* QUESTÕES DE ESTUDO:
1: Diga se cada afirmação concorda com a entrevista sobre o grupo têxtil, respondendo sim ou não e transcrevendo as palavras decisivas do texto. (a) O grupo conta neste momento com cerca de 500 trabalhadores. (b) A Sonix está situada em Barroselas. (c) O grupo tem cinco clientes norte-americanos diretos.
2: Redija a continuação da entrevista sobre o grupo têxtil a partir da última pergunta apresentada.

A Diastêxtil está um pouco mais avançada na recuperação, com o nosso objetivo de fechar 2021 igual a 2019. Passou de 11 milhões de euros em 2019 para 8,5 milhões em 2020, a Sonix passou de 20 milhões para 16,5 milhões e a Modelmalhas de 6,4 milhões para 5,3 milhões de euros. Este ano vamos estar alinhados com os valores de 2019, com uma ligeira subida.
O ano difícil foi 2020?
Depende do ponto de vista. Pela faturação – com todas as novidades que nos esperavam e a todo o mundo – 2020 foi difícil, mas no que diz respeito à operação, tivemos mais desafios agora em 2021. Não por termos a operação parada, mas porque tínhamos uma procura maior que a nossa capacidade de produção. Houve deslocação de produção da Ásia para a Europa, alguns clientes que tentaram comprar em proximidade, e agora em termos de operação está mais estabilizada, mas este ano tem sido desafiante…
No bom sentido?
Está ao nível de 2019, com ligeiro crescimento. O ano referencia para nós será 2019, devemos crescer entre 5% e 10% de forma transversal a todas as empresas.
Qual é o agregado do número de trabalhadores?
Neste momento cerca de 500. Ficámos com mais de 100 pessoas na falência da Ricon, depois reduzimos para 50 – parte veio para a Sonix – mas com uma unidade em Celorico de Basto que prevemos chegar ao final do ano com 100, para um total de 550.
Onde estão situadas as unidades do grupo?
A Diastêxtil em Barroselas, Sonix e Modelmalhas em Barcelos, Pontosingelos em Celorico, e outra que foi agora incorporada na Diastêxtil também em Barroselas.
O que têm ainda na Tunísia?
Estamos lá há mais de 15 anos.
Mas a produção vem toda para Portugal?
Não, temos clientes para quem enviamos diretamente porque têm controlo de qualidade final, há clientes que nos contratam o controlo de qualidade que fazemos lá e há clientes que vêm a Portugal.
Qual é o volume de exportações do grupo?
As nossas vendas nacionais, tirando serviços, são esporádicas. São para traders que por sua vez vão exportar. O cliente final acaba por ser 100% exportação.
Quais são os principais mercados?
Neste momento Holanda, Alemanha, Reino Uniodo e estamos a começar os Estados Unidos.
É um destino cada vez mais procurado?
Sim, começámos curiosamente no final de 2019, sendo certo que temos clientes europeus que exportam para lá mas que não podemos contabilizar. Clientes norte-americanos diretos temos três. No ano passado crescemos e a tendência, com o feedback que temos tido, é para continuarmos a crescer mesmo com a questão das taxas.
A economia norte-americana está num estado de abertura maior que a Europeia?
Sim. Fomos apanhados pelo bloqueio do Trump à Ásia, mas agora o negócio está a retomar. Tínhamos também uma dependência significativa do mercado do Reino Unido – foi o nosso primeiro grande cliente – que agora parece que está a refrear, mas desde 2013 e 2014 tínhamos sentido uma redução e foi feito um ajuste na Diastêxtil para responder
Estão ativamente à procura de novos mercados?

* MATERIAL FORNECIDO:
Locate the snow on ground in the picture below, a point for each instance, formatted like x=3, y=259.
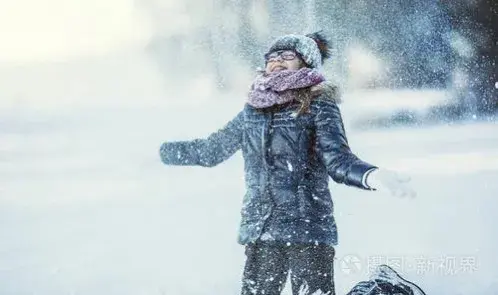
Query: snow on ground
x=86, y=207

* RESPOSTAS ÀS TAREFAS:
1:
(a) Sim: «Neste momento cerca de 500.»
(b) Não: «Sonix e Modelmalhas em Barcelos»
(c) Não: «Clientes norte-americanos diretos temos três.»

2:
Neste momento, estamos numa fase em que estamos estabilizados em termos de clientes de grande volume, não fechado obviamente as portas a novos desafios. Iniciamos no ano passado com clientes que estão a crescer muito e orientados para um produto mais premium, de valor-acrescentado. Quando tentamos explorar este tipo de artigos o objetivo não era apenas a margem tradicionalmente maior, era mesmo caminhar por terras que não andávamos a trilhar. Tínhamos de encontrar novos caminhos e perceber que temos de sair da zona de conforto e apostar em produtos mais elaborados que nos desafiem a inovar todos os dias em busca de melhores soluções.
E qual é a vossa zona de conforto?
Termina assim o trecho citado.